PROVIDED DATA =
● ● ● ●

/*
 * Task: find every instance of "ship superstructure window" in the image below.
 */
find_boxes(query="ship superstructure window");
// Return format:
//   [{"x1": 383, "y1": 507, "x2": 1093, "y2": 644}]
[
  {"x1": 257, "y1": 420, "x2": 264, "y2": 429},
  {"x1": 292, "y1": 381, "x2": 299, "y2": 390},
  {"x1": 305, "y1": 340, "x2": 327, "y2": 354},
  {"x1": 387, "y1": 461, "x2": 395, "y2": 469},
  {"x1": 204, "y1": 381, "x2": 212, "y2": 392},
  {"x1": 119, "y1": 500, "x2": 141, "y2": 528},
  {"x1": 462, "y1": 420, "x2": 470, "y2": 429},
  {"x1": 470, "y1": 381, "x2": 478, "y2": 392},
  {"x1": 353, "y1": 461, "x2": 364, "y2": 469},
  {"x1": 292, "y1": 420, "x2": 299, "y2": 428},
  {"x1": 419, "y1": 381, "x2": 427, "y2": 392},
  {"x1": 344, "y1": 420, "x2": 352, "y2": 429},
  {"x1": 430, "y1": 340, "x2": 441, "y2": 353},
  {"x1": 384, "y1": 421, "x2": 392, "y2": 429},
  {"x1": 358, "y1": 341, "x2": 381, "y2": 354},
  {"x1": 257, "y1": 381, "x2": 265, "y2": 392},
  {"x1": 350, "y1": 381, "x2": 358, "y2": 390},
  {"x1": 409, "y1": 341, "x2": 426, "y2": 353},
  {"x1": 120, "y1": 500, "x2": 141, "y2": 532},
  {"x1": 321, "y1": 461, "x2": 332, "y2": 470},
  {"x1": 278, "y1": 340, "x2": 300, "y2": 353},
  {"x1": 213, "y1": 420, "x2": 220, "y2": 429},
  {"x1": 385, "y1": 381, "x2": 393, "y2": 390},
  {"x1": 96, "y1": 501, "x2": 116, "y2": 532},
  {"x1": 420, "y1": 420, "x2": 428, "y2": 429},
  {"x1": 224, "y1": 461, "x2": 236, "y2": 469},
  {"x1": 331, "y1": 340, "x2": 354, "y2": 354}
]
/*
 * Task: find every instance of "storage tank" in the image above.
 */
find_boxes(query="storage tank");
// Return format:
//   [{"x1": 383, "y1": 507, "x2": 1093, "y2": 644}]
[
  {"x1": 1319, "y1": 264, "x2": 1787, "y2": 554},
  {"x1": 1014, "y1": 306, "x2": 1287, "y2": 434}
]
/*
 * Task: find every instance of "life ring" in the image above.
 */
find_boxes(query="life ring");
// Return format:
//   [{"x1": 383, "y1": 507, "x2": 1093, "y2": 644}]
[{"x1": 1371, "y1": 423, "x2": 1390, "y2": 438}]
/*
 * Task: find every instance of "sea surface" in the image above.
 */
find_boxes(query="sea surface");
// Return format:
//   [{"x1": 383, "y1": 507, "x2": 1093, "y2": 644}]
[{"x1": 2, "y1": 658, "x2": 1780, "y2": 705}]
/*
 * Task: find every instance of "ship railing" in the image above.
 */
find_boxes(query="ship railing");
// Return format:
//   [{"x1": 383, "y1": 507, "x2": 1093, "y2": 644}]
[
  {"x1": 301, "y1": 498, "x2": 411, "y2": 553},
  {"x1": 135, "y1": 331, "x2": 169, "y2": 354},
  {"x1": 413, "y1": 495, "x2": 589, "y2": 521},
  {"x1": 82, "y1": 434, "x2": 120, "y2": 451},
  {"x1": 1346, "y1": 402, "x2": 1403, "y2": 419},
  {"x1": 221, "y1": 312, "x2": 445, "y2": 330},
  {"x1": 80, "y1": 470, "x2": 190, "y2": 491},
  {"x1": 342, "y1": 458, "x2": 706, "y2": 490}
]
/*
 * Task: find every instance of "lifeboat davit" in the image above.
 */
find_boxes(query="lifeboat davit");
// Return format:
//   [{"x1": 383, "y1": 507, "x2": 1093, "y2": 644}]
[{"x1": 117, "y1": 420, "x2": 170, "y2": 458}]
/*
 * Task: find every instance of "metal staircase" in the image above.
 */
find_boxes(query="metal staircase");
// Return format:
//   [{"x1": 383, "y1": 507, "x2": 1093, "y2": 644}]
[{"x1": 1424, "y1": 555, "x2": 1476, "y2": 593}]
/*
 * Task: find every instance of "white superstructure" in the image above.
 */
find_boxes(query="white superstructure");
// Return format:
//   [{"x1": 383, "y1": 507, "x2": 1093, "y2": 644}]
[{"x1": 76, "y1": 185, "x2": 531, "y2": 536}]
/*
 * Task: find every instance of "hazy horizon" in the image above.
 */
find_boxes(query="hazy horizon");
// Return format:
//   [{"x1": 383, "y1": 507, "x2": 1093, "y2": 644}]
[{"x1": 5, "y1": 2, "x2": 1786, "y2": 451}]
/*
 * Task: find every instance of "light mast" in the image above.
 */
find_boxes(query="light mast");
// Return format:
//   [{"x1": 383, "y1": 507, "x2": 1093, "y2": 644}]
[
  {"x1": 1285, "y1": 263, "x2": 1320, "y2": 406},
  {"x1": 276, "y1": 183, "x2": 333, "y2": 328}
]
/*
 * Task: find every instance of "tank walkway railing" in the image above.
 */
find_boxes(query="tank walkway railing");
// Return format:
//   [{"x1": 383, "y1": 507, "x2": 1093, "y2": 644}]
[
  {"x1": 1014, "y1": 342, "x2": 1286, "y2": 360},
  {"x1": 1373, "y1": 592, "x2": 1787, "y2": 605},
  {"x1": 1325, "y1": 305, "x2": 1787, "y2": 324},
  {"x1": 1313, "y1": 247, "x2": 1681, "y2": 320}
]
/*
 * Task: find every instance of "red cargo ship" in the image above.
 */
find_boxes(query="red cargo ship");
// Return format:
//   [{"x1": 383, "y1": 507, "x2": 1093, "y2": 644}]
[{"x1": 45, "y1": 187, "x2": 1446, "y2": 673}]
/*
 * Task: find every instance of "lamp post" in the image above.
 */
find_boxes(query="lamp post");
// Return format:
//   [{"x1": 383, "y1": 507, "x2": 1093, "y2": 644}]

● ● ● ●

THE TASK = Everything in the records should be written out again exactly.

TASK SOLUTION =
/*
 * Task: find every instance of "ship superstructure window" in the image below.
 */
find_boxes(query="ship superstructure window");
// Return format:
//   [{"x1": 383, "y1": 507, "x2": 1093, "y2": 644}]
[
  {"x1": 257, "y1": 420, "x2": 264, "y2": 429},
  {"x1": 292, "y1": 381, "x2": 299, "y2": 390},
  {"x1": 305, "y1": 340, "x2": 327, "y2": 354},
  {"x1": 387, "y1": 461, "x2": 395, "y2": 469},
  {"x1": 204, "y1": 381, "x2": 212, "y2": 392},
  {"x1": 119, "y1": 500, "x2": 141, "y2": 528},
  {"x1": 462, "y1": 420, "x2": 470, "y2": 429},
  {"x1": 470, "y1": 381, "x2": 478, "y2": 392},
  {"x1": 353, "y1": 461, "x2": 364, "y2": 469},
  {"x1": 292, "y1": 420, "x2": 299, "y2": 428},
  {"x1": 419, "y1": 381, "x2": 427, "y2": 392},
  {"x1": 344, "y1": 420, "x2": 352, "y2": 429},
  {"x1": 430, "y1": 340, "x2": 441, "y2": 353},
  {"x1": 384, "y1": 421, "x2": 392, "y2": 429},
  {"x1": 358, "y1": 341, "x2": 381, "y2": 354},
  {"x1": 257, "y1": 381, "x2": 265, "y2": 392},
  {"x1": 350, "y1": 381, "x2": 358, "y2": 390},
  {"x1": 409, "y1": 341, "x2": 426, "y2": 353},
  {"x1": 120, "y1": 500, "x2": 141, "y2": 532},
  {"x1": 321, "y1": 461, "x2": 332, "y2": 470},
  {"x1": 278, "y1": 340, "x2": 300, "y2": 353},
  {"x1": 213, "y1": 420, "x2": 220, "y2": 429},
  {"x1": 385, "y1": 381, "x2": 393, "y2": 390},
  {"x1": 96, "y1": 501, "x2": 116, "y2": 532},
  {"x1": 420, "y1": 420, "x2": 428, "y2": 429},
  {"x1": 224, "y1": 461, "x2": 236, "y2": 469},
  {"x1": 331, "y1": 340, "x2": 354, "y2": 354}
]
/*
 * Task: find every instance of "storage tank" in the image above.
 */
find_boxes(query="storage tank");
// Return format:
//   [{"x1": 383, "y1": 507, "x2": 1093, "y2": 644}]
[
  {"x1": 1319, "y1": 264, "x2": 1787, "y2": 554},
  {"x1": 1014, "y1": 306, "x2": 1287, "y2": 434}
]
/*
 * Task: find every instance of "life ring" in the image above.
 */
find_boxes(query="life ring");
// Return format:
//   [{"x1": 383, "y1": 507, "x2": 1093, "y2": 644}]
[{"x1": 1371, "y1": 423, "x2": 1390, "y2": 438}]
/*
 * Task: find every instance of "sea surface" in the image above.
 */
find_boxes(query="sea surface");
// Return format:
//   [{"x1": 383, "y1": 507, "x2": 1093, "y2": 644}]
[{"x1": 2, "y1": 658, "x2": 1780, "y2": 705}]
/*
 * Task: find every instance of "ship railing" in the image above.
 */
find_boxes(query="ship railing");
// Return format:
//   [{"x1": 383, "y1": 507, "x2": 1093, "y2": 644}]
[
  {"x1": 301, "y1": 498, "x2": 411, "y2": 553},
  {"x1": 135, "y1": 331, "x2": 169, "y2": 354},
  {"x1": 413, "y1": 495, "x2": 589, "y2": 521},
  {"x1": 82, "y1": 434, "x2": 120, "y2": 451},
  {"x1": 1346, "y1": 402, "x2": 1403, "y2": 419},
  {"x1": 221, "y1": 312, "x2": 445, "y2": 330},
  {"x1": 80, "y1": 470, "x2": 190, "y2": 491},
  {"x1": 342, "y1": 458, "x2": 706, "y2": 490}
]
/*
 * Task: find every instance of "lifeboat davit" in the image above.
 */
find_boxes(query="lifeboat davit");
// Return format:
//   [{"x1": 383, "y1": 507, "x2": 1093, "y2": 644}]
[{"x1": 117, "y1": 420, "x2": 170, "y2": 458}]
/*
 * Task: find every instance of "metal staircase" in the image above.
 */
find_boxes(query="metal staircase");
// Return format:
//   [{"x1": 383, "y1": 507, "x2": 1093, "y2": 644}]
[{"x1": 1424, "y1": 555, "x2": 1476, "y2": 593}]
/*
 * Task: find every instance of "white superstructure" in the image above.
 */
find_boxes(query="white superstructure");
// Return format:
//   [{"x1": 383, "y1": 507, "x2": 1093, "y2": 644}]
[{"x1": 76, "y1": 185, "x2": 531, "y2": 536}]
/*
 * Task: find every instance of "hazy horizon" in the image above.
 */
find_boxes(query="hazy horizon");
// Return format:
//   [{"x1": 383, "y1": 507, "x2": 1093, "y2": 644}]
[{"x1": 5, "y1": 2, "x2": 1786, "y2": 451}]
/*
 * Task: find every instance of "light mast" in the image above.
 */
find_boxes(query="light mast");
// Return format:
//   [{"x1": 383, "y1": 507, "x2": 1093, "y2": 644}]
[
  {"x1": 1285, "y1": 263, "x2": 1320, "y2": 406},
  {"x1": 276, "y1": 183, "x2": 333, "y2": 328}
]
/*
 * Task: find every instance of "tank walkway railing" in the image above.
 */
find_boxes(query="tank walkway railing");
// Return format:
//   [{"x1": 383, "y1": 507, "x2": 1093, "y2": 644}]
[
  {"x1": 1014, "y1": 342, "x2": 1286, "y2": 360},
  {"x1": 1373, "y1": 592, "x2": 1787, "y2": 605},
  {"x1": 1325, "y1": 305, "x2": 1787, "y2": 324},
  {"x1": 1313, "y1": 247, "x2": 1681, "y2": 320}
]
/*
 * Task: find every instance of "red cargo ship" in the image above.
 */
find_boxes(query="red cargo ship");
// Return format:
//   [{"x1": 383, "y1": 507, "x2": 1093, "y2": 644}]
[{"x1": 45, "y1": 187, "x2": 1446, "y2": 673}]
/*
 * Task: find every instance of "lamp post" in the image above.
 */
find_boxes(query="lamp post");
// Return format:
//   [{"x1": 383, "y1": 507, "x2": 1093, "y2": 644}]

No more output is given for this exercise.